• [SHORT TASK] Write out the records below verbatim, everything from the first line down to and including the line containing "pixel 424 707".
** START OF INPUT DATA **
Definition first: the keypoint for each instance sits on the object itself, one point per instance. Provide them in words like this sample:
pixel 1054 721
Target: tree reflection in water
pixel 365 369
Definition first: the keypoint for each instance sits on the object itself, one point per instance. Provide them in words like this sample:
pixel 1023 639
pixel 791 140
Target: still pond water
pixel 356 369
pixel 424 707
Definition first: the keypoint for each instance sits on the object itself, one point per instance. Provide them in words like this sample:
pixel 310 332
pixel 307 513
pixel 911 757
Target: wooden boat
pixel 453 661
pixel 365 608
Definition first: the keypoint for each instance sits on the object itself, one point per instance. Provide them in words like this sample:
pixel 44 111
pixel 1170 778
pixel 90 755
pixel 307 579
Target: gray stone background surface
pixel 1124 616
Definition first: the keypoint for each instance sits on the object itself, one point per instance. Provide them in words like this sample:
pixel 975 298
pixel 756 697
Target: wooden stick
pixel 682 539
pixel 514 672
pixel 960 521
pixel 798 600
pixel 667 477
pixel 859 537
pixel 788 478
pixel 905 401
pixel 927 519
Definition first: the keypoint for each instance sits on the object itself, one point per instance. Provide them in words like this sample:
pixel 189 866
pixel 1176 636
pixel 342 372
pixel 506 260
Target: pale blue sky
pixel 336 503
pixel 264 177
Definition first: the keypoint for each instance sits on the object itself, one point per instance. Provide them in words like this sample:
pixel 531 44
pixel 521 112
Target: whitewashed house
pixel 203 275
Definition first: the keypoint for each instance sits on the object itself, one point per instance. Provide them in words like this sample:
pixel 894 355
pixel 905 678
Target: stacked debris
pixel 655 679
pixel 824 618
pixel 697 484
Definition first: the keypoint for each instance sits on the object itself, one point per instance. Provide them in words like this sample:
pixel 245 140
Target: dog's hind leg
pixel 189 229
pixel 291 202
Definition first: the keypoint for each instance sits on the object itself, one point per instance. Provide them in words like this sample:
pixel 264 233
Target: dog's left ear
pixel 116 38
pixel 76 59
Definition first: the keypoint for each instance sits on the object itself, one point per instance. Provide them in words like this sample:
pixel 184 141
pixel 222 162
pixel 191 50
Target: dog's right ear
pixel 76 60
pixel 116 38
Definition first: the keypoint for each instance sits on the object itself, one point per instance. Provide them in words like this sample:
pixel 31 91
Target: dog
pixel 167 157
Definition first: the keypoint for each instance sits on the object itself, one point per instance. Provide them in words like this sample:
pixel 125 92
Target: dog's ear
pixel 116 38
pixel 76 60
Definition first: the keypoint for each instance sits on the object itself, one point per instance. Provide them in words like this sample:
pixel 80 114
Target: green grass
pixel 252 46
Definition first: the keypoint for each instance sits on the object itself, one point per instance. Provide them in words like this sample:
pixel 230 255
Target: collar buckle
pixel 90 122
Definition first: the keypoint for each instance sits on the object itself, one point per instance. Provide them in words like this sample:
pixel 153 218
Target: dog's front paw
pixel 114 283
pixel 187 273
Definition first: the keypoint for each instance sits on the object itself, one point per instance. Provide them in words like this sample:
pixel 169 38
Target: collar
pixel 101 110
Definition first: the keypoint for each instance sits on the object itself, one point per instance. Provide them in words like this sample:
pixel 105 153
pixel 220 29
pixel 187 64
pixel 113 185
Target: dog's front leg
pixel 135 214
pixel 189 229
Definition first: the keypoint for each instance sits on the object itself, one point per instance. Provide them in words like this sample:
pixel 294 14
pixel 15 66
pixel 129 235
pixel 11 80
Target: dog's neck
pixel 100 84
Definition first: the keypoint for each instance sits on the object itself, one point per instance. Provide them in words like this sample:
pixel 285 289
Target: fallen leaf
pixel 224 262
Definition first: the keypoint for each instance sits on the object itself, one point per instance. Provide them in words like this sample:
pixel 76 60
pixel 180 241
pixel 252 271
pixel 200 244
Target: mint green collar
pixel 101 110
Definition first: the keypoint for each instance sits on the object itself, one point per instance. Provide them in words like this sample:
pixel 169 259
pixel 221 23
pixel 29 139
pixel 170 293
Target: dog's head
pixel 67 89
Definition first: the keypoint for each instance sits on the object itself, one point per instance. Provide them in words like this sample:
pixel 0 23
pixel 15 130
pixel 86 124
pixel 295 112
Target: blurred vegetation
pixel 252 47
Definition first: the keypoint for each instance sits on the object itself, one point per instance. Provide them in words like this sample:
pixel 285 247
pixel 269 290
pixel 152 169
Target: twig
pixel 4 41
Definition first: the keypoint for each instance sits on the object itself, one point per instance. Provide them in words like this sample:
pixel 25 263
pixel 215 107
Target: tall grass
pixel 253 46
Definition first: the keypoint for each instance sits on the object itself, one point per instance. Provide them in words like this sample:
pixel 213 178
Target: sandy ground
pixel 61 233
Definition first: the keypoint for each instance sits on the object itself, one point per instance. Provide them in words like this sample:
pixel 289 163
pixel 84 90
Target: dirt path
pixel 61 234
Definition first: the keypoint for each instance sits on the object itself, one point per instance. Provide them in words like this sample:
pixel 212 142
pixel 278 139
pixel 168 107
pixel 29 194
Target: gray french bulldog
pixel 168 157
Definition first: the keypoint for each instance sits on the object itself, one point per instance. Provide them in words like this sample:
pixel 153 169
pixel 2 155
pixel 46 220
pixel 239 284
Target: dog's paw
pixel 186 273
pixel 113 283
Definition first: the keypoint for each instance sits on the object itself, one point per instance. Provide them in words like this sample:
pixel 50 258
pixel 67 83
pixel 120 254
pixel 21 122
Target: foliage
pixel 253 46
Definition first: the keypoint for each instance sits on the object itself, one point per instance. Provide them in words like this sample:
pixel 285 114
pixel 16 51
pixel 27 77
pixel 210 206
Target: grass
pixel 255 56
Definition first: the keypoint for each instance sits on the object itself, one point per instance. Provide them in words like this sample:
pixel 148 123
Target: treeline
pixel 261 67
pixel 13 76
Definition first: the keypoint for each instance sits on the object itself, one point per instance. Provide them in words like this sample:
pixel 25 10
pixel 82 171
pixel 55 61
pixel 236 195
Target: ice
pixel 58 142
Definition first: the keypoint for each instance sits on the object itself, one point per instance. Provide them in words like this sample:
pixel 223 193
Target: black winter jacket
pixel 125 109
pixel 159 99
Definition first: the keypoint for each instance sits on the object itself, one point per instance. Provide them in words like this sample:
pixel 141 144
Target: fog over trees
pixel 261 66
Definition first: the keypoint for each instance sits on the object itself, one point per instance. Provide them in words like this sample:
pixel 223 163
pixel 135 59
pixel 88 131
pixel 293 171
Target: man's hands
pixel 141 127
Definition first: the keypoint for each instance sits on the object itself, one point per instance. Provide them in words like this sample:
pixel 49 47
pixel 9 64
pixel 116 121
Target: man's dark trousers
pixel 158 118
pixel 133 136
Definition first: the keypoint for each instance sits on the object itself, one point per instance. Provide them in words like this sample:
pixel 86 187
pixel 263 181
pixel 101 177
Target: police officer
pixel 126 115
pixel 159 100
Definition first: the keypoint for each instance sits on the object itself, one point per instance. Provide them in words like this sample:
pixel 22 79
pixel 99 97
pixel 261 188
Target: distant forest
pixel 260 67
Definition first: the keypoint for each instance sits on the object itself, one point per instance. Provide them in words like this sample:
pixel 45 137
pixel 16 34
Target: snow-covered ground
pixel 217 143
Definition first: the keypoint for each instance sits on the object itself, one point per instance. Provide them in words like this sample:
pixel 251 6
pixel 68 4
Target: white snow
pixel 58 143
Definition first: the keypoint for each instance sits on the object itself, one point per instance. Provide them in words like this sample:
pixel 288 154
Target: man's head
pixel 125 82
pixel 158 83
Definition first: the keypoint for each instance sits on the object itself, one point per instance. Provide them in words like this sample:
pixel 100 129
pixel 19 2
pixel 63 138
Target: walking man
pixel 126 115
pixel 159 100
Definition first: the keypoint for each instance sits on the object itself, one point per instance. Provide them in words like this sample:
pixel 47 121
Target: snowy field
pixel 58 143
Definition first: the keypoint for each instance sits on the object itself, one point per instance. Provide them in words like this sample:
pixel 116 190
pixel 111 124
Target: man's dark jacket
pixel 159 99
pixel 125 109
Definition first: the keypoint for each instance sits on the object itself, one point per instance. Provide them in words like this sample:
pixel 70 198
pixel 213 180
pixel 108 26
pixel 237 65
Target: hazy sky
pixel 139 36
** END OF INPUT DATA **
• [OUTPUT OF THE EXERCISE]
Definition first: the keypoint for each instance sits on the object itself, one point per instance. Provide them in words like this sample:
pixel 1054 721
Target: tree reflection in water
pixel 365 369
Definition first: the keypoint for each instance sits on the object itself, one point per instance. Provide them in words like this sample:
pixel 1023 639
pixel 791 140
Target: still pond water
pixel 356 369
pixel 424 707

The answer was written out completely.